Gather the lines from the material that contain "pavement".

**Supplied records:**

══════════════════════════════

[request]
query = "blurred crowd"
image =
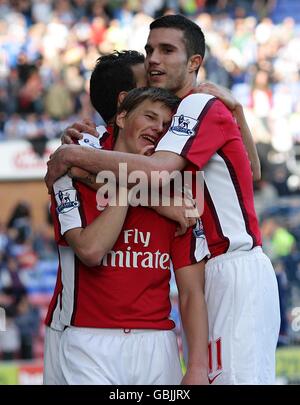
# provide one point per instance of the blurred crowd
(47, 51)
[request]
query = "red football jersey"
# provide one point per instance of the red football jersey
(204, 132)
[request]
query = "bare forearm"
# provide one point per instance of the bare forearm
(248, 142)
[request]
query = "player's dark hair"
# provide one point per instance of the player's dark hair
(193, 36)
(111, 75)
(136, 96)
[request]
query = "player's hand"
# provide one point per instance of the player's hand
(220, 92)
(195, 376)
(73, 133)
(57, 165)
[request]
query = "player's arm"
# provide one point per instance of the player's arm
(93, 242)
(237, 109)
(192, 305)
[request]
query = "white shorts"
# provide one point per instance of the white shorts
(52, 372)
(243, 313)
(113, 357)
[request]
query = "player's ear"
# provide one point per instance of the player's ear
(121, 96)
(194, 63)
(120, 119)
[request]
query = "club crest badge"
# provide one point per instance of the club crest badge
(183, 125)
(66, 201)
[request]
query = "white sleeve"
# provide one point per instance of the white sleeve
(184, 123)
(67, 204)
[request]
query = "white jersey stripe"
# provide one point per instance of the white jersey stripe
(230, 215)
(67, 262)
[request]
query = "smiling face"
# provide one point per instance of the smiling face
(141, 128)
(167, 63)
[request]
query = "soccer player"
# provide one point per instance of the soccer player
(241, 288)
(117, 311)
(113, 76)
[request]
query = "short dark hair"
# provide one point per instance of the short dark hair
(193, 36)
(136, 96)
(111, 75)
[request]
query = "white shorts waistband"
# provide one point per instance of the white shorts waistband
(116, 331)
(233, 255)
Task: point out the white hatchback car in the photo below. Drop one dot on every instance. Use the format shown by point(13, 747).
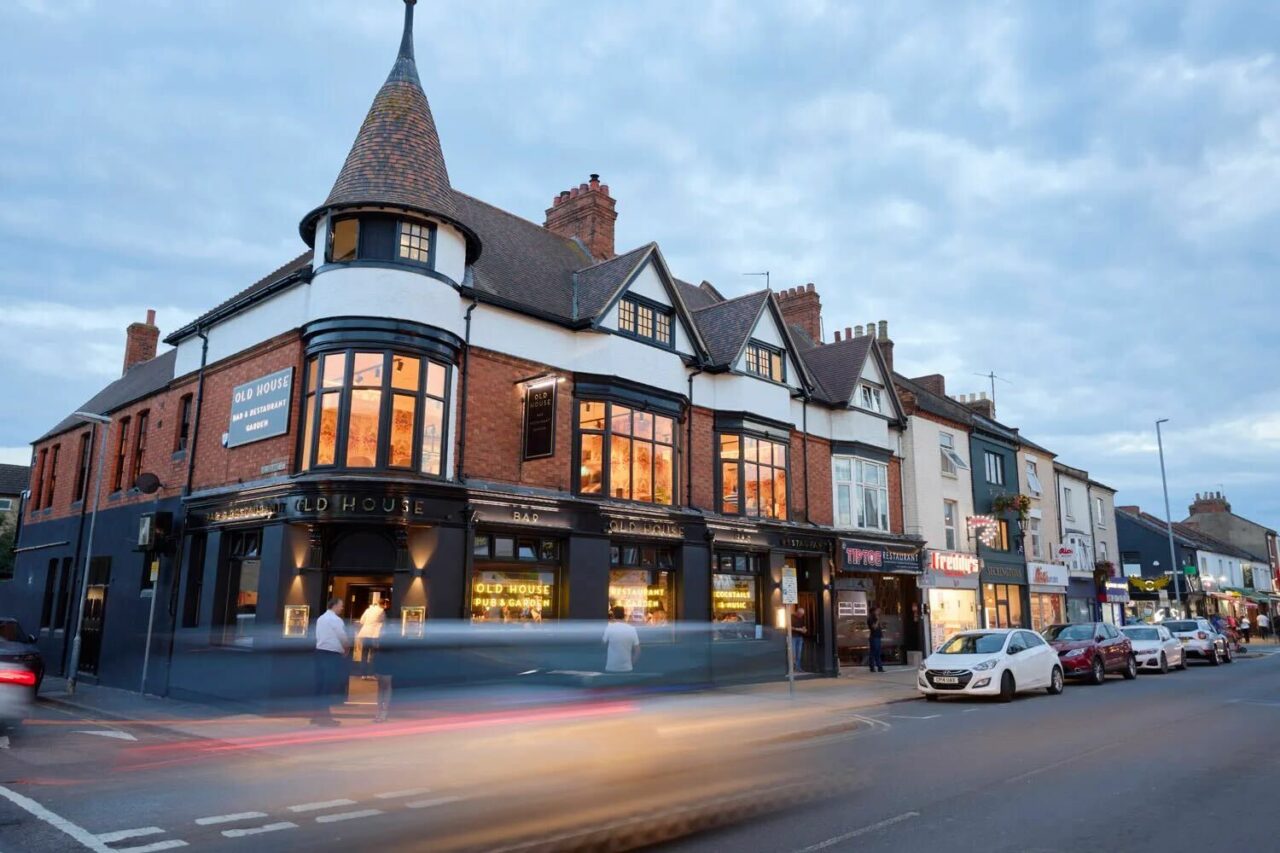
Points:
point(1155, 647)
point(997, 661)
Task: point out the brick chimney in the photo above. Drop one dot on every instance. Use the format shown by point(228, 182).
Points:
point(886, 343)
point(586, 213)
point(1210, 502)
point(933, 383)
point(140, 341)
point(801, 306)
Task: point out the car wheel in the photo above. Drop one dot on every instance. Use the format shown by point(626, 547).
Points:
point(1006, 687)
point(1098, 673)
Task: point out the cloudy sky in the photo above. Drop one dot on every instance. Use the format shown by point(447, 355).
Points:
point(1082, 197)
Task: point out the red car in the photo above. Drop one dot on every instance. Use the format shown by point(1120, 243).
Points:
point(1092, 649)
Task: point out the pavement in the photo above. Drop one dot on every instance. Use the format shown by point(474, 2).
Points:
point(1166, 762)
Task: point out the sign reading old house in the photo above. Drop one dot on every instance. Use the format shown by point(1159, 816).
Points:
point(260, 409)
point(539, 420)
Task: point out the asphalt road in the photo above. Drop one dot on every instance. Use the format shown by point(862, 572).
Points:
point(1178, 762)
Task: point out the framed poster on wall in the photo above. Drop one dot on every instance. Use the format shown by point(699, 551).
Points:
point(297, 617)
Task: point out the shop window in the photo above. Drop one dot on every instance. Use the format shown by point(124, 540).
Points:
point(645, 320)
point(122, 452)
point(626, 454)
point(82, 466)
point(736, 596)
point(183, 434)
point(374, 410)
point(236, 606)
point(862, 492)
point(766, 361)
point(641, 583)
point(753, 477)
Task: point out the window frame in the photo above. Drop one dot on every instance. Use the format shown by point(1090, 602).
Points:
point(741, 474)
point(607, 450)
point(754, 351)
point(311, 410)
point(632, 305)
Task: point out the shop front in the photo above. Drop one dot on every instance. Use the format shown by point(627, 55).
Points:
point(1112, 600)
point(1047, 593)
point(1004, 594)
point(950, 584)
point(885, 576)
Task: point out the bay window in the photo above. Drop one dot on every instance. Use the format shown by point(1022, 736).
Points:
point(753, 477)
point(374, 410)
point(860, 492)
point(626, 454)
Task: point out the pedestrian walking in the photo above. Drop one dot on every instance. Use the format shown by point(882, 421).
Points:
point(799, 632)
point(330, 656)
point(621, 642)
point(877, 637)
point(370, 629)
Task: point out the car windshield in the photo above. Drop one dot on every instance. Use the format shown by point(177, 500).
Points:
point(973, 644)
point(1069, 632)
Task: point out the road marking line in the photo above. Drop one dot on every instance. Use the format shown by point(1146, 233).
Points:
point(434, 801)
point(151, 848)
point(86, 839)
point(398, 794)
point(259, 830)
point(348, 816)
point(228, 819)
point(864, 830)
point(316, 807)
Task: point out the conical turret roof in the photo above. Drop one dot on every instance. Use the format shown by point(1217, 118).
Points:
point(396, 158)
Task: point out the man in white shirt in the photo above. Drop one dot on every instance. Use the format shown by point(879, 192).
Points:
point(332, 647)
point(370, 629)
point(622, 643)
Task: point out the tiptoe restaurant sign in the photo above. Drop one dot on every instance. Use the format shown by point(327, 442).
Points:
point(260, 409)
point(865, 556)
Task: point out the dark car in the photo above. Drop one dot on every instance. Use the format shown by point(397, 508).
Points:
point(1092, 649)
point(22, 669)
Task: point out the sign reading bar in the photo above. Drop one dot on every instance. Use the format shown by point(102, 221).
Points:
point(540, 420)
point(260, 409)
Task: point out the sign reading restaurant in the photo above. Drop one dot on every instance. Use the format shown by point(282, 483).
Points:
point(260, 409)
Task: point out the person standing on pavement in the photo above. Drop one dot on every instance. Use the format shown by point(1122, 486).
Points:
point(332, 647)
point(799, 632)
point(877, 637)
point(621, 642)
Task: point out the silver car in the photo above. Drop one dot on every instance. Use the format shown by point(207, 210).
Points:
point(1200, 639)
point(1155, 648)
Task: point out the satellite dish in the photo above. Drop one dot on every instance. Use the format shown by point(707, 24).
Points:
point(147, 483)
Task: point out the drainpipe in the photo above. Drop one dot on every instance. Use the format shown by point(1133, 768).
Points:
point(462, 392)
point(689, 443)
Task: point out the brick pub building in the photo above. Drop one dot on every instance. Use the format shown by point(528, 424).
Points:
point(478, 418)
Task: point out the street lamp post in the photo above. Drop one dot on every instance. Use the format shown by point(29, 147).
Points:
point(1169, 518)
point(73, 669)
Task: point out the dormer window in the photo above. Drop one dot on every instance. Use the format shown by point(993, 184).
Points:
point(872, 400)
point(645, 320)
point(379, 238)
point(764, 361)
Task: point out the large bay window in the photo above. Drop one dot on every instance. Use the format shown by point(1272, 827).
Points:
point(753, 477)
point(374, 410)
point(862, 492)
point(626, 454)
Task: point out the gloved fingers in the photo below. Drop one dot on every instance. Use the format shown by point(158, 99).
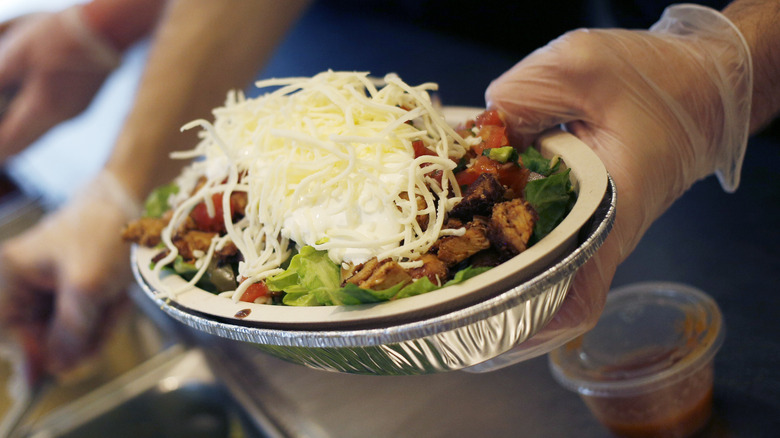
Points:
point(29, 114)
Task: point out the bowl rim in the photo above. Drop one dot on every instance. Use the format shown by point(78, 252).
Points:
point(589, 178)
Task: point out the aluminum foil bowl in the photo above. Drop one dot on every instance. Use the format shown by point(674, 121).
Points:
point(506, 315)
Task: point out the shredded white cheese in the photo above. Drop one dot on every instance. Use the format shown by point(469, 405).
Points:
point(326, 161)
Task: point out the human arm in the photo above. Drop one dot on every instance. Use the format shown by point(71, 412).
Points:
point(662, 109)
point(74, 263)
point(53, 64)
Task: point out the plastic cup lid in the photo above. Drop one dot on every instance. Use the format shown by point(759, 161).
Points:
point(649, 335)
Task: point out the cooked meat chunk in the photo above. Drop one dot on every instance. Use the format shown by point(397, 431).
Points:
point(487, 258)
point(376, 275)
point(479, 198)
point(433, 268)
point(144, 231)
point(191, 242)
point(454, 249)
point(511, 226)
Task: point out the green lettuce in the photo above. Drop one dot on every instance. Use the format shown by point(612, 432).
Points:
point(552, 198)
point(534, 161)
point(313, 279)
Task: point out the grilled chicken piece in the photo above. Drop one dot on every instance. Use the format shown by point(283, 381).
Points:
point(376, 275)
point(144, 231)
point(511, 226)
point(433, 268)
point(190, 242)
point(454, 249)
point(479, 198)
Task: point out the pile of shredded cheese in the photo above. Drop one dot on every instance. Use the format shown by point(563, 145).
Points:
point(328, 162)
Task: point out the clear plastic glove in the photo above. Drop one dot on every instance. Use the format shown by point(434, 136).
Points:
point(51, 66)
point(62, 282)
point(661, 108)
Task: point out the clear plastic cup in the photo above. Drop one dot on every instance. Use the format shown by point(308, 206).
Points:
point(646, 369)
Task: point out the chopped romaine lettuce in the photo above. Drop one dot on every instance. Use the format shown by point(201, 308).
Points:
point(312, 279)
point(552, 198)
point(534, 161)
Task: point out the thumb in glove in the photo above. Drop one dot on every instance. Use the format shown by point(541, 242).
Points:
point(661, 108)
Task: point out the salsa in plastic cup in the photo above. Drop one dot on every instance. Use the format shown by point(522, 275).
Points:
point(646, 369)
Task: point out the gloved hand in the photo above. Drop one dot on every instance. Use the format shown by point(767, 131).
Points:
point(51, 66)
point(662, 109)
point(62, 282)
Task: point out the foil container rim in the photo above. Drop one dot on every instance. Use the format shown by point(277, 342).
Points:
point(362, 337)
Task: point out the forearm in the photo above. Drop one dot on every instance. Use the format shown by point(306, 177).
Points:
point(201, 50)
point(122, 22)
point(758, 21)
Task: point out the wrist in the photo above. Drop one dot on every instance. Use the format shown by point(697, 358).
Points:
point(121, 23)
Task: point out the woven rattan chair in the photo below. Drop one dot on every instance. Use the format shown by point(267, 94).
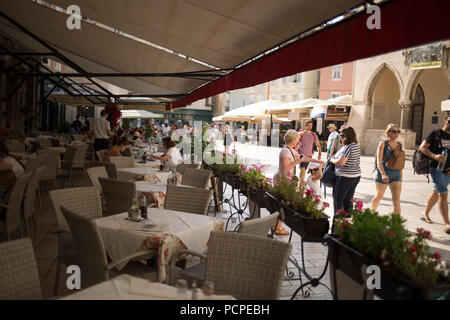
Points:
point(257, 227)
point(92, 254)
point(197, 178)
point(29, 205)
point(85, 200)
point(182, 167)
point(51, 166)
point(12, 224)
point(97, 172)
point(244, 266)
point(122, 162)
point(187, 199)
point(118, 195)
point(19, 277)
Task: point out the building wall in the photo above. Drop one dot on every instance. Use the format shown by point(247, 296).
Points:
point(328, 85)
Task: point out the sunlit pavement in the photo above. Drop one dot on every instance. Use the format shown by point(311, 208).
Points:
point(415, 192)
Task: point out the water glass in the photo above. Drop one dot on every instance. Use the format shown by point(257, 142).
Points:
point(182, 289)
point(208, 288)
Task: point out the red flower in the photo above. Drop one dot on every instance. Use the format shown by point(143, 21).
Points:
point(437, 256)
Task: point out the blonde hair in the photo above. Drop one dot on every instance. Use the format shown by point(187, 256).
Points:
point(389, 127)
point(290, 136)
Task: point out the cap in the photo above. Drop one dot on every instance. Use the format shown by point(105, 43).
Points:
point(313, 165)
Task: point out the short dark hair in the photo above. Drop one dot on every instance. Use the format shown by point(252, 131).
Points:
point(168, 143)
point(349, 135)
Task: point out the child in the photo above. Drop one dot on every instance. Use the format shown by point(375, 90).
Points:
point(314, 175)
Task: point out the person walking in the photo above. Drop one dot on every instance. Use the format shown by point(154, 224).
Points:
point(436, 146)
point(289, 159)
point(102, 131)
point(333, 140)
point(388, 177)
point(306, 141)
point(348, 171)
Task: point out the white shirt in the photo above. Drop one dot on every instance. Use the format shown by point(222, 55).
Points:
point(175, 157)
point(314, 185)
point(101, 127)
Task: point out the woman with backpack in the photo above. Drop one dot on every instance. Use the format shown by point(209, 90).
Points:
point(389, 166)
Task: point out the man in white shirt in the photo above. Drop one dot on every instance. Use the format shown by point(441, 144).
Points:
point(102, 131)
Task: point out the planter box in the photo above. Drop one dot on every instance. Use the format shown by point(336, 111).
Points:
point(310, 229)
point(394, 286)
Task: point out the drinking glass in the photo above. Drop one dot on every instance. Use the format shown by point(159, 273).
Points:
point(208, 288)
point(182, 289)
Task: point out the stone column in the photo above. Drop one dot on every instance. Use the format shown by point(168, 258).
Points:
point(405, 116)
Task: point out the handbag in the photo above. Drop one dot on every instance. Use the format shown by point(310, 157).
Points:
point(397, 159)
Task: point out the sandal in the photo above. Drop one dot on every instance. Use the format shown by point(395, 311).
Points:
point(427, 220)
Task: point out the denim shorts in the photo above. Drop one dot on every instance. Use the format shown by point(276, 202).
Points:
point(393, 175)
point(440, 179)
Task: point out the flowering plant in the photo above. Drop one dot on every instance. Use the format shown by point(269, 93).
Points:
point(386, 240)
point(114, 115)
point(298, 197)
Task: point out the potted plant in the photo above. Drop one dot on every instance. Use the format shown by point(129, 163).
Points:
point(300, 208)
point(408, 269)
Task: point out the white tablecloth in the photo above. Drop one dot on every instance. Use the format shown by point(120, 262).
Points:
point(126, 287)
point(173, 231)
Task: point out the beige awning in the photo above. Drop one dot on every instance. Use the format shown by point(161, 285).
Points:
point(220, 33)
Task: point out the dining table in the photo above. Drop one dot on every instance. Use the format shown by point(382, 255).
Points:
point(164, 232)
point(127, 287)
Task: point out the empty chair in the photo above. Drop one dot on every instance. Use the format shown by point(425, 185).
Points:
point(35, 162)
point(51, 166)
point(184, 166)
point(118, 195)
point(92, 256)
point(245, 266)
point(19, 277)
point(122, 162)
point(97, 172)
point(29, 206)
point(85, 200)
point(187, 199)
point(12, 224)
point(257, 227)
point(197, 178)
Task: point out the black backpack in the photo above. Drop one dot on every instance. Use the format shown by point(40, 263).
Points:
point(421, 163)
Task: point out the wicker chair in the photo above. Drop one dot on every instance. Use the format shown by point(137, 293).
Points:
point(182, 167)
point(122, 162)
point(19, 277)
point(85, 200)
point(97, 172)
point(92, 255)
point(244, 266)
point(187, 199)
point(197, 178)
point(257, 227)
point(29, 205)
point(118, 195)
point(51, 166)
point(12, 223)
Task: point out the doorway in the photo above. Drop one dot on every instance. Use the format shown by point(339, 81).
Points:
point(417, 112)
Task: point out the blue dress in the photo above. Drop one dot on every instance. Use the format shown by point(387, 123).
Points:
point(393, 175)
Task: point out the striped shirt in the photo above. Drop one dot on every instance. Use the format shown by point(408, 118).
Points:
point(352, 168)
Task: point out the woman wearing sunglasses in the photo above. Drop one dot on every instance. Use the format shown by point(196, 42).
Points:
point(385, 176)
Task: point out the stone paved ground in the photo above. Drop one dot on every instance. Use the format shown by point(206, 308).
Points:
point(414, 195)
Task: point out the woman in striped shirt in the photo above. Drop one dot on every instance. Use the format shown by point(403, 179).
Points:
point(348, 171)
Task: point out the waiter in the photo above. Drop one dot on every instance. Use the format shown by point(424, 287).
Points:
point(102, 131)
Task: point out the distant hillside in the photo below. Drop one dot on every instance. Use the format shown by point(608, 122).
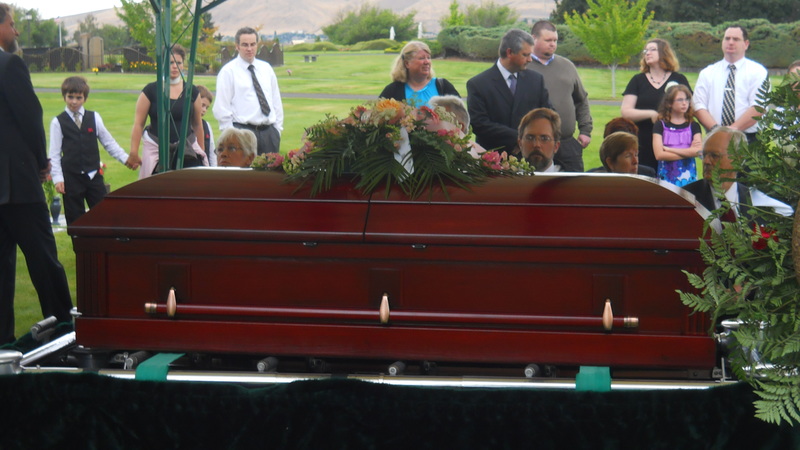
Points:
point(309, 16)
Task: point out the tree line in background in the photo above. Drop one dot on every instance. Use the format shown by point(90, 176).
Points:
point(714, 12)
point(592, 38)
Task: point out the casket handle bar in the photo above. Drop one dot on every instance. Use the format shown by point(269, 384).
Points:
point(383, 311)
point(171, 307)
point(607, 321)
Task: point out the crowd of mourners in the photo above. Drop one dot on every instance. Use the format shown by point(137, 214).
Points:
point(531, 103)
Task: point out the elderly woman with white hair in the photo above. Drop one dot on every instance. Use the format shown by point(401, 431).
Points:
point(455, 106)
point(236, 148)
point(414, 80)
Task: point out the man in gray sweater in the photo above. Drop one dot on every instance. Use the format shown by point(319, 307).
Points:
point(567, 95)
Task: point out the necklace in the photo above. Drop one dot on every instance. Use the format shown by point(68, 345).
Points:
point(659, 83)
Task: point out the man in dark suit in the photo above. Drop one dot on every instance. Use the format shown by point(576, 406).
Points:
point(715, 155)
point(24, 219)
point(499, 97)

══════════════════════════════

**Output for this exercise:**
Task: point out the pavement in the photo above. Drop one dot on every instance. Use the format shown by point(474, 2).
Task: point out the person standing on pavement in the photo above. Drop one dot on every instance. Use the format shown by point(1122, 486).
Task: point out the sunlit pavement in the photo above. Drop one dot on every instance. Use the format shown by point(311, 208).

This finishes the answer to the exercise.